* _RECORDS PROVIDED_
━━━━━━━━━━
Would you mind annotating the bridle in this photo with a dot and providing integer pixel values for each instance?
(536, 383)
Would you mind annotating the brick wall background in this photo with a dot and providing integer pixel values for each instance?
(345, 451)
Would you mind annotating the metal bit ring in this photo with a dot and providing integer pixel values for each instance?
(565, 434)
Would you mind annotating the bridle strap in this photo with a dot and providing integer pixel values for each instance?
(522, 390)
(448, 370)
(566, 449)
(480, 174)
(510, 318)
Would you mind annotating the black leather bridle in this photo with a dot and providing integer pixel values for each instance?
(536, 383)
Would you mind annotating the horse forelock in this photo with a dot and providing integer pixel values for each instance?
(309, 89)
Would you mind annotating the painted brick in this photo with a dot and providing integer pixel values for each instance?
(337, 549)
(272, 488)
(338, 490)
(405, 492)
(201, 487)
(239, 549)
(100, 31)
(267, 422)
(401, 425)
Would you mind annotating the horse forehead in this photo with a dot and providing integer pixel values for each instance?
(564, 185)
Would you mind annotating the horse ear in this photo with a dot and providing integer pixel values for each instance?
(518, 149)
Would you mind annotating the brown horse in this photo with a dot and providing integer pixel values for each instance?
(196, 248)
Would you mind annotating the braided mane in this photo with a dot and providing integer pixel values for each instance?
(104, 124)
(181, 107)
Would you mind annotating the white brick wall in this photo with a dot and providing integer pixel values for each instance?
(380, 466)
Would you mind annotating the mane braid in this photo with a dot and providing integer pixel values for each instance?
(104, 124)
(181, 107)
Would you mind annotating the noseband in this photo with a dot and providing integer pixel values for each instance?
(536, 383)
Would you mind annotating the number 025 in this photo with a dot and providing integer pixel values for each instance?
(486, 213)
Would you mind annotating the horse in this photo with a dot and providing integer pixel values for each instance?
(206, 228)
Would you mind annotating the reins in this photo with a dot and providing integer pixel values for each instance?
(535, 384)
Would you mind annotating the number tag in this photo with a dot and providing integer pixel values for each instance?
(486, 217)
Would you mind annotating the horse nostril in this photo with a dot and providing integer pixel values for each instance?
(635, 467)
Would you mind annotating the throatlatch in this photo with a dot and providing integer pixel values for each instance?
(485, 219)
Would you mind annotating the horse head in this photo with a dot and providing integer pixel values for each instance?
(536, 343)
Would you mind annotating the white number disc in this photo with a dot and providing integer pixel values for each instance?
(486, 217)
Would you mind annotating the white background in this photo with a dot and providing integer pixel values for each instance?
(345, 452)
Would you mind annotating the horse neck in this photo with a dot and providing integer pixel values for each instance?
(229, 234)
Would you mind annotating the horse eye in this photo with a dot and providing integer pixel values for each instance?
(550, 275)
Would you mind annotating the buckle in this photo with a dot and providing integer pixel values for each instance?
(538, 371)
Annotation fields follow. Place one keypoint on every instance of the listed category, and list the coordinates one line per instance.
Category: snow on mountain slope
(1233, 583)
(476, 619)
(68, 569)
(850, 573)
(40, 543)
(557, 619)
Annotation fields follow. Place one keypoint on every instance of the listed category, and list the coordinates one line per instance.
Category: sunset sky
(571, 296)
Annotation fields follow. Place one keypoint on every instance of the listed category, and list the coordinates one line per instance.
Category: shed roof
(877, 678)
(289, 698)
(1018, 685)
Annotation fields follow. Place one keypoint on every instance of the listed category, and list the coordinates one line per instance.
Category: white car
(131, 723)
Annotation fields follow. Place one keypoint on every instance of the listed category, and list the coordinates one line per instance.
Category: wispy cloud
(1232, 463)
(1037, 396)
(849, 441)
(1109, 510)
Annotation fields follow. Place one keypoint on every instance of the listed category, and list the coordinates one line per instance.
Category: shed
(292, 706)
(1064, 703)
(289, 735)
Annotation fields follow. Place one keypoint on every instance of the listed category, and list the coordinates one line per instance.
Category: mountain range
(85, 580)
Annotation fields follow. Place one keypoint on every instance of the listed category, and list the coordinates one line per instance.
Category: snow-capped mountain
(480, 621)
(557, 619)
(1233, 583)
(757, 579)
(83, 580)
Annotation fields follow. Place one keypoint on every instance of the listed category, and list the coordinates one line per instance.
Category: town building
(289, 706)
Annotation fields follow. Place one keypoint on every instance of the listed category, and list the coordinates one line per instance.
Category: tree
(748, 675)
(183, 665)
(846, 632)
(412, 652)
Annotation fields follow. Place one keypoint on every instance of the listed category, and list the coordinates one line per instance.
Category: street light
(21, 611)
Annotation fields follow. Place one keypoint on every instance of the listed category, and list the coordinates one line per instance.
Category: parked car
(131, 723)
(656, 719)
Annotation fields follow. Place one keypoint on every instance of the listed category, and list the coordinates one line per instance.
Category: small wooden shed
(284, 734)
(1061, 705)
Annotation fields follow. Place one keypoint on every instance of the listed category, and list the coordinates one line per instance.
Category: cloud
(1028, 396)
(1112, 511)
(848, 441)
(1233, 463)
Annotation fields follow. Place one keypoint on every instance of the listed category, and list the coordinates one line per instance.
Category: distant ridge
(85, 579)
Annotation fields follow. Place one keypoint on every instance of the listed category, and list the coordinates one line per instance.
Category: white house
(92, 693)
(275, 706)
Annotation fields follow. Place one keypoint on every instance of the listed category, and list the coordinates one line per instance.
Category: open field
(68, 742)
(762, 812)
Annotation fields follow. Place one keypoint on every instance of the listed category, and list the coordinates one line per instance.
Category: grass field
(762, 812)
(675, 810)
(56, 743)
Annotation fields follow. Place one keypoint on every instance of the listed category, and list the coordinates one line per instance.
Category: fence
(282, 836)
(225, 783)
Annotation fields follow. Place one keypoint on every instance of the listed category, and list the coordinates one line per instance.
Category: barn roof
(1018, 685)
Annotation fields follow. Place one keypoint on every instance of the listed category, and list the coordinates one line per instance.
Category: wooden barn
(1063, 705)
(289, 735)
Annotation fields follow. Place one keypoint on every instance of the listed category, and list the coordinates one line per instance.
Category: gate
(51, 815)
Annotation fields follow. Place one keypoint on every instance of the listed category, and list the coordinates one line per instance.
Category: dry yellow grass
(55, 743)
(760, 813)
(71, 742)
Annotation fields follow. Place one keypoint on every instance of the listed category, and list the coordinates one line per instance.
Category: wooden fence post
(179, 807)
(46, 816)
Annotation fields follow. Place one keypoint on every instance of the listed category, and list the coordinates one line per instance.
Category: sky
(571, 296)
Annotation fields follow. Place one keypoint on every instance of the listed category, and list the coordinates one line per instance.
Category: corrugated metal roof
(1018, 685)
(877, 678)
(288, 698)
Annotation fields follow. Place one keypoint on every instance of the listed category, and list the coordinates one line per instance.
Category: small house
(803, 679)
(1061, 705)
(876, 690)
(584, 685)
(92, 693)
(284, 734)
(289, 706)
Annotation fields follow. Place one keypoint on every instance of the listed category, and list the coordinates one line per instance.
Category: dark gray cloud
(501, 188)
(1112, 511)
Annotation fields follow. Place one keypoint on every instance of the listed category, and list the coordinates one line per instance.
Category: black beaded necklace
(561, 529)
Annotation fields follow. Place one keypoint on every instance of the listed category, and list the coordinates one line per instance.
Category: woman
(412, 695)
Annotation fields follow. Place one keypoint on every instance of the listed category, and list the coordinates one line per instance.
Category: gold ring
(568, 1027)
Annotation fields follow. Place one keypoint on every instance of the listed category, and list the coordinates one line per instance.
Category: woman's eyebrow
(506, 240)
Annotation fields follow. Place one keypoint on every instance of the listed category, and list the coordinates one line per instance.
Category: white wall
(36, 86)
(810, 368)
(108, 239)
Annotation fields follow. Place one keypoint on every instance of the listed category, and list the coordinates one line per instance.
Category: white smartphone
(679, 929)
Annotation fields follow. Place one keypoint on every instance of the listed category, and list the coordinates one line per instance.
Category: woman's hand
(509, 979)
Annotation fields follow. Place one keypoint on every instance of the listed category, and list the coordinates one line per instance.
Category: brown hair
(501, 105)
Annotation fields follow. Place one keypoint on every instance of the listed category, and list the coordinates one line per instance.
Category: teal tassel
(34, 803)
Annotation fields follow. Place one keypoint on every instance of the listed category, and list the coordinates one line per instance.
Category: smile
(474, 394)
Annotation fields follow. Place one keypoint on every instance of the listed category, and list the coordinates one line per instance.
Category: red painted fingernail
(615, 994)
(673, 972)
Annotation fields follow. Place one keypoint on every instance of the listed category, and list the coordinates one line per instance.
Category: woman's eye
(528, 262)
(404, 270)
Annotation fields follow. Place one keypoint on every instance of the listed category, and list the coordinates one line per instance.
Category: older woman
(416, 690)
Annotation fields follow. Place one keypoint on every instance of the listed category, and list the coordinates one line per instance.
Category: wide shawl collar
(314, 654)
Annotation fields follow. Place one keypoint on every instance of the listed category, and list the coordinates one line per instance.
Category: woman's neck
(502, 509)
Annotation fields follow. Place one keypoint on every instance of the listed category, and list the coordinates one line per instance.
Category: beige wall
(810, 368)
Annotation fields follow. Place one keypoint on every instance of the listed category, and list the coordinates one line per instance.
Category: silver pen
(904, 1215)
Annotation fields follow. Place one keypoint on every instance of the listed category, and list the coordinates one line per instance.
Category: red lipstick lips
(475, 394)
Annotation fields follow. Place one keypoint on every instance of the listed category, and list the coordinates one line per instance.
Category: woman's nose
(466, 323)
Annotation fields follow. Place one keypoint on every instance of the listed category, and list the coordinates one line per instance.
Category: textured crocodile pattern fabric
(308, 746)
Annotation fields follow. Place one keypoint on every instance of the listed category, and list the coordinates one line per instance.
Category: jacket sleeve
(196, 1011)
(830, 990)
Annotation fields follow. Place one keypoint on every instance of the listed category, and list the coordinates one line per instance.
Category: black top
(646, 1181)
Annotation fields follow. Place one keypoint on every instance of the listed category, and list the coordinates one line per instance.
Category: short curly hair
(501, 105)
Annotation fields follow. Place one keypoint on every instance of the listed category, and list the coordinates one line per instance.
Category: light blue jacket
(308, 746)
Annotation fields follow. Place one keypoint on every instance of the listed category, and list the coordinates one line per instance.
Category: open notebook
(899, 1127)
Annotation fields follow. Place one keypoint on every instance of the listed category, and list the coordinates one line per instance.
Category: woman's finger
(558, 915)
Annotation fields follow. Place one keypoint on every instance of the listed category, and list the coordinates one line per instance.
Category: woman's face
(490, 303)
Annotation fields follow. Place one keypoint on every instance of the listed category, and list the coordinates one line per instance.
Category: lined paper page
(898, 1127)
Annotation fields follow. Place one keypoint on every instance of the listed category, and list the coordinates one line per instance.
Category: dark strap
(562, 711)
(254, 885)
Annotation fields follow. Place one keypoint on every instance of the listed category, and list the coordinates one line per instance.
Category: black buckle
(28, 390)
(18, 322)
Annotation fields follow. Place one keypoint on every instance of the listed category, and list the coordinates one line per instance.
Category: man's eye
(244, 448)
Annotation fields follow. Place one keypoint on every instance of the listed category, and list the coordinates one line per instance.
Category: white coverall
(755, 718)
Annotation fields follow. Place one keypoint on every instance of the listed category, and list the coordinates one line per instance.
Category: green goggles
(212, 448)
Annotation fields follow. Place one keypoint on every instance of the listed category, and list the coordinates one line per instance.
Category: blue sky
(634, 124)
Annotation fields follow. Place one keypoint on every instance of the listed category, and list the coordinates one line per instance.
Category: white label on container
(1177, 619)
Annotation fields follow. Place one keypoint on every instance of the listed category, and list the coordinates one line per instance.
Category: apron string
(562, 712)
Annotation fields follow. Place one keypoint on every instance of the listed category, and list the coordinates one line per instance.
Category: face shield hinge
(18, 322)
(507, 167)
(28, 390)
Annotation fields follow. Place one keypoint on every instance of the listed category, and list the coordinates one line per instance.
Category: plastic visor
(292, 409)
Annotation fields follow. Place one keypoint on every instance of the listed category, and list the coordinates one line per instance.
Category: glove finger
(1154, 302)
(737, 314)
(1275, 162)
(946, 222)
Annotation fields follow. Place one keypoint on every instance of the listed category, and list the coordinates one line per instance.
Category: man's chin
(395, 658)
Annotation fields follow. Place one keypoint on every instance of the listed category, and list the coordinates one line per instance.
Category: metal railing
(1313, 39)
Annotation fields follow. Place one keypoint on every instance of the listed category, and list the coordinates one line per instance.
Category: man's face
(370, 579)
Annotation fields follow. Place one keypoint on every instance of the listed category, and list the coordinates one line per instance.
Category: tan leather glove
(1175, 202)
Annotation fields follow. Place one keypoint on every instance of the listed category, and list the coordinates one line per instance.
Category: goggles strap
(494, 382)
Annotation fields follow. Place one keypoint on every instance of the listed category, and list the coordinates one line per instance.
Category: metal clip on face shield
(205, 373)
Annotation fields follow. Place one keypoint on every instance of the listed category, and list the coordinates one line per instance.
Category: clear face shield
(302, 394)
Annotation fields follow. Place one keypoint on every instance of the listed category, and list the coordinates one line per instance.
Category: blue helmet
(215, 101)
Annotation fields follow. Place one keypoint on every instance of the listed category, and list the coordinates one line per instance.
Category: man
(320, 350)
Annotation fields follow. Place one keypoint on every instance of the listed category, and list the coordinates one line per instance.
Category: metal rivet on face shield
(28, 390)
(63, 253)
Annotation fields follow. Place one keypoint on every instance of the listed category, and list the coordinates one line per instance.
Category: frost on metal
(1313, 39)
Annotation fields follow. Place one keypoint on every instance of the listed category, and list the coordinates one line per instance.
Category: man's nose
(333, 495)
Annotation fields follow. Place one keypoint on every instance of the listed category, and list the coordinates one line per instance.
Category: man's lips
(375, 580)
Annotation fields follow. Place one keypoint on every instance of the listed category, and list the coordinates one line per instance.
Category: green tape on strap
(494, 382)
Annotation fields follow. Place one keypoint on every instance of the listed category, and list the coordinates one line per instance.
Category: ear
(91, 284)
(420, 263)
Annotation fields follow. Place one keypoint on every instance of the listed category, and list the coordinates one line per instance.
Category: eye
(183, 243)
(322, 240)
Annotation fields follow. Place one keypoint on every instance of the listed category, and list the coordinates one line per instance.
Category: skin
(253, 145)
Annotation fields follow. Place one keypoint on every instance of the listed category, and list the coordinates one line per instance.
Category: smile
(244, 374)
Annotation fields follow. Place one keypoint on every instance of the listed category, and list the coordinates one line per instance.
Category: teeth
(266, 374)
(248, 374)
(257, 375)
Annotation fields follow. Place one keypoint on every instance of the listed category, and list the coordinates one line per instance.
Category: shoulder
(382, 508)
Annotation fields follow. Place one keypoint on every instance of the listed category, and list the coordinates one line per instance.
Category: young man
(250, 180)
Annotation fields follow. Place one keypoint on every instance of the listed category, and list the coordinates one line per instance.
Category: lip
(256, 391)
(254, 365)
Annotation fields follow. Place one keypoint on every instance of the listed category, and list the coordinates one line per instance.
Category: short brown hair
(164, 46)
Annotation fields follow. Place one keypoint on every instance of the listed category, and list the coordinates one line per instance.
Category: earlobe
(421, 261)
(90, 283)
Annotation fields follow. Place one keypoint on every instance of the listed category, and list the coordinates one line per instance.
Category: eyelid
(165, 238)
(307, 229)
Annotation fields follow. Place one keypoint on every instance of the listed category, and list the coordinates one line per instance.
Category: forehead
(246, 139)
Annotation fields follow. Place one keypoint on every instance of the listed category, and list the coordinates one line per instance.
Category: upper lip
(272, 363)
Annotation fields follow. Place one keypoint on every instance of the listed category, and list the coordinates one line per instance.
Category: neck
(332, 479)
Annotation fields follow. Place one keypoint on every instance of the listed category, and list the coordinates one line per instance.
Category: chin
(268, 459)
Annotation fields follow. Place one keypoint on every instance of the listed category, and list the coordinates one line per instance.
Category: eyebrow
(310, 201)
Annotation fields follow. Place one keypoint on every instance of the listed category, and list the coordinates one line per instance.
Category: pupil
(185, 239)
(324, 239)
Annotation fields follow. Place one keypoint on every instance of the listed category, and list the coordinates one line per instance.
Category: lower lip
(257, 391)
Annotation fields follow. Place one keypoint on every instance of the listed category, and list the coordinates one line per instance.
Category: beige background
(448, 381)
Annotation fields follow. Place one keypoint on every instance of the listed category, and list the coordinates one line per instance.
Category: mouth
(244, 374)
━━━━━━━━━━
* _THE TASK_
How many lines of the records above contain the word "wall"? Reply with the number alone.

* _RESPONSE TO THIS EXERCISE_
4